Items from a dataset
Start of Block

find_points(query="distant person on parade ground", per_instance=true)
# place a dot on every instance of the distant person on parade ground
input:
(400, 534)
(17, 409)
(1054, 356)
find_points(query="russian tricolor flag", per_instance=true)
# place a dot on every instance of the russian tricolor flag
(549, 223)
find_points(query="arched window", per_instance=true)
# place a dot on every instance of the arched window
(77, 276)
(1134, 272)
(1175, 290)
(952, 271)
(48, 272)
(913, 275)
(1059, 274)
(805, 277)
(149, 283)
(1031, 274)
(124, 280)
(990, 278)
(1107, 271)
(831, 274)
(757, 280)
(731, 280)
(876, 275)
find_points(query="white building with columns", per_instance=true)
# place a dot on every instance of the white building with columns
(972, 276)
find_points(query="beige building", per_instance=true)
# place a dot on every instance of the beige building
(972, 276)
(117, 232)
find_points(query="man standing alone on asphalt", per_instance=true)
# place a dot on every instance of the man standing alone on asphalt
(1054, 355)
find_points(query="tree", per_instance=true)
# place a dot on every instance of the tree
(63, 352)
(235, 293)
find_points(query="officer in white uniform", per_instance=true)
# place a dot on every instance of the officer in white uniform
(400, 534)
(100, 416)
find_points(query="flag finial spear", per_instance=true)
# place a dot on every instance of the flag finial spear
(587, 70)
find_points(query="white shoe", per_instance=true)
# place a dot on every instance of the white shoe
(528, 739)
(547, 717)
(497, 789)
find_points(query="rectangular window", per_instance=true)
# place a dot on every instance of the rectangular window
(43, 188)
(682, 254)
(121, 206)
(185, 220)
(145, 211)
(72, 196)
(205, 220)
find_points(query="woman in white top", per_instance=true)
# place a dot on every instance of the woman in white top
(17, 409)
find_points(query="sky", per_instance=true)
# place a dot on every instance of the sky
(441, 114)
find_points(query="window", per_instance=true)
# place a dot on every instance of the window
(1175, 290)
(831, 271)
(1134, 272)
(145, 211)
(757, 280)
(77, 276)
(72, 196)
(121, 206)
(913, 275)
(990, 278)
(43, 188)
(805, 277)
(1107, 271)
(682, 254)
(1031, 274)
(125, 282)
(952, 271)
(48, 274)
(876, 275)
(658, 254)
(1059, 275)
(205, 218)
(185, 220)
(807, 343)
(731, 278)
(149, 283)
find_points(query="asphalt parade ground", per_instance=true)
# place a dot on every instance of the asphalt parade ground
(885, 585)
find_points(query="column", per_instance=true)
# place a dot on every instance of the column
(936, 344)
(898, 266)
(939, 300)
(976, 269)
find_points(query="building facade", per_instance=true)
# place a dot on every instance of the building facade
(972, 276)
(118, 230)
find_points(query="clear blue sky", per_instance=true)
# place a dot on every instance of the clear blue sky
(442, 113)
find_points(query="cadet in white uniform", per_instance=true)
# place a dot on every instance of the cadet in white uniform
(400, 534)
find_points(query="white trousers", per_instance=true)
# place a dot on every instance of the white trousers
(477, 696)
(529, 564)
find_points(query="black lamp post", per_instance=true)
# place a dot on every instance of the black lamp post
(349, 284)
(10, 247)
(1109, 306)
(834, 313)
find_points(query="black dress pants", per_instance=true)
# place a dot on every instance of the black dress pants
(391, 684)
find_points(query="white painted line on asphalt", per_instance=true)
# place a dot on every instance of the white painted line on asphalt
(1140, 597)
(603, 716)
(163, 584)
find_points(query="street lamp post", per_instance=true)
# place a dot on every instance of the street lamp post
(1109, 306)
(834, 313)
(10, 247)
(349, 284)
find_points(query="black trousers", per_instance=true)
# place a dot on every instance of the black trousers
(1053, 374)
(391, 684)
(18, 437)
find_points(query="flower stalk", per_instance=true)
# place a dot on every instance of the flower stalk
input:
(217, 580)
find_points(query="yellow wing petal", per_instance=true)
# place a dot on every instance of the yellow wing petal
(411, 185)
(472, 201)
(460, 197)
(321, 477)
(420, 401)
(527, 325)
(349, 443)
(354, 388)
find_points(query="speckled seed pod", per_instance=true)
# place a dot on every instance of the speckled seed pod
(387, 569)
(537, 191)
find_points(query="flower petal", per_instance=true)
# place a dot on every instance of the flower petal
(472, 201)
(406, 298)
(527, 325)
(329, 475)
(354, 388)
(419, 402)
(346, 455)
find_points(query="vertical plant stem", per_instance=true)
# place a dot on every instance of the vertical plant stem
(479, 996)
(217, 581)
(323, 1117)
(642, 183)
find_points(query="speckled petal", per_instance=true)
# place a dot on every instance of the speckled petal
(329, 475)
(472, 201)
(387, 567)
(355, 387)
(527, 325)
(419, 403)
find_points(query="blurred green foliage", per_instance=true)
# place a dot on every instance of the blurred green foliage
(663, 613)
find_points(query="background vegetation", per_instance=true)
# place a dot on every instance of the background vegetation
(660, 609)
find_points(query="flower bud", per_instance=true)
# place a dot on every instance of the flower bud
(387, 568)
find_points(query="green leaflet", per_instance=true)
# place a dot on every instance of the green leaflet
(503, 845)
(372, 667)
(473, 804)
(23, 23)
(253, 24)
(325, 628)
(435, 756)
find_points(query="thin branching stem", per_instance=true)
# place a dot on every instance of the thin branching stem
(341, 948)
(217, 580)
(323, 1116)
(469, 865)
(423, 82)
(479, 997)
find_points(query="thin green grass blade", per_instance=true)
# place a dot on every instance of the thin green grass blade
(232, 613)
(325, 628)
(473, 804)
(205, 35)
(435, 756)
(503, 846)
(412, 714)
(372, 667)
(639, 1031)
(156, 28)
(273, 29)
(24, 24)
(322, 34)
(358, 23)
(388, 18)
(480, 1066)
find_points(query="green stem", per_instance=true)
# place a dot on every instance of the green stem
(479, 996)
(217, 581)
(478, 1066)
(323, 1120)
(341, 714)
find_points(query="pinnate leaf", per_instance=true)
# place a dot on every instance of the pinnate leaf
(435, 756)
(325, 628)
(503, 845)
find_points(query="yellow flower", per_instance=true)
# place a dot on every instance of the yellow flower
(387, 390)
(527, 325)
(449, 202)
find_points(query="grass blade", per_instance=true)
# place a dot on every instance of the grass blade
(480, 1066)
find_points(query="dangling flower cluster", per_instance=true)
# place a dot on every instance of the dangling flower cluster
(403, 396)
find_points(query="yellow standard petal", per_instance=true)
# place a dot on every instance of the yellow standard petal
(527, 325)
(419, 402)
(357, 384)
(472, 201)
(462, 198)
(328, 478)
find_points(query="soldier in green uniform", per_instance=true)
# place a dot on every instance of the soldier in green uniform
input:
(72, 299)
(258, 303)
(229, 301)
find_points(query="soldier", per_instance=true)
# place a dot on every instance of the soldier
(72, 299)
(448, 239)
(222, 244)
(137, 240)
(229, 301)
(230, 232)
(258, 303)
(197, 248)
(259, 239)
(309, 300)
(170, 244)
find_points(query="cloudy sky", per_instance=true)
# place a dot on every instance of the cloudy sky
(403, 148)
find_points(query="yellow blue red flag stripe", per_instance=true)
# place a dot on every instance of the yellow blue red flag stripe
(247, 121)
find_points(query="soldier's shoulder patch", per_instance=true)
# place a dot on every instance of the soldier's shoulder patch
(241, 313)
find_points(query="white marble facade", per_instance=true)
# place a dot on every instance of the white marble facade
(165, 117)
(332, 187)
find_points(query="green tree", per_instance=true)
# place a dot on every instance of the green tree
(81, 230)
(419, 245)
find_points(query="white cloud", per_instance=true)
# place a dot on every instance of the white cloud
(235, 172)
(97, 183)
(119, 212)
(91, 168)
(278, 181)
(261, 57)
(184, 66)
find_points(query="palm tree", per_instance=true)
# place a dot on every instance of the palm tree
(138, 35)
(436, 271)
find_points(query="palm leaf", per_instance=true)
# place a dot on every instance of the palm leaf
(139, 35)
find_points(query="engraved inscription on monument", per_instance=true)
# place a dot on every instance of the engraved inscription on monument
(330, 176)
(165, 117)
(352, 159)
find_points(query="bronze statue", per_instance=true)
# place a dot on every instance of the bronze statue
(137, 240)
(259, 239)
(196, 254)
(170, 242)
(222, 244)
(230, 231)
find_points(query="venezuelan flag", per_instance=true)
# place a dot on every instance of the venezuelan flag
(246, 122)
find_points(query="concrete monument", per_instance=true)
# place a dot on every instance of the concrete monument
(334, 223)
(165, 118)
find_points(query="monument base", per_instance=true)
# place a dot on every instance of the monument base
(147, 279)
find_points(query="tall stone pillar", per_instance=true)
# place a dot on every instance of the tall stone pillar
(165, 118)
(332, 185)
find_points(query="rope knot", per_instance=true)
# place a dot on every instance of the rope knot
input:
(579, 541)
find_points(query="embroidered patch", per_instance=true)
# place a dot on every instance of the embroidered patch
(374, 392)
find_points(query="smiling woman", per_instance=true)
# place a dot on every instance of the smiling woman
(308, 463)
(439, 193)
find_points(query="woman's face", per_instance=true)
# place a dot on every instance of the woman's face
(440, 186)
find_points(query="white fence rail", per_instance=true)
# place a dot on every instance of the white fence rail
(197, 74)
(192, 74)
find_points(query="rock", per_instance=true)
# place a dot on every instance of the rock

End of Block

▶ [What you should do]:
Return every line from the records above that holds the word "distant".

▶ [Output of the task]:
find_points(query="distant person on parade ground", per_instance=true)
# place a dot on every instance of the distant person on parade ground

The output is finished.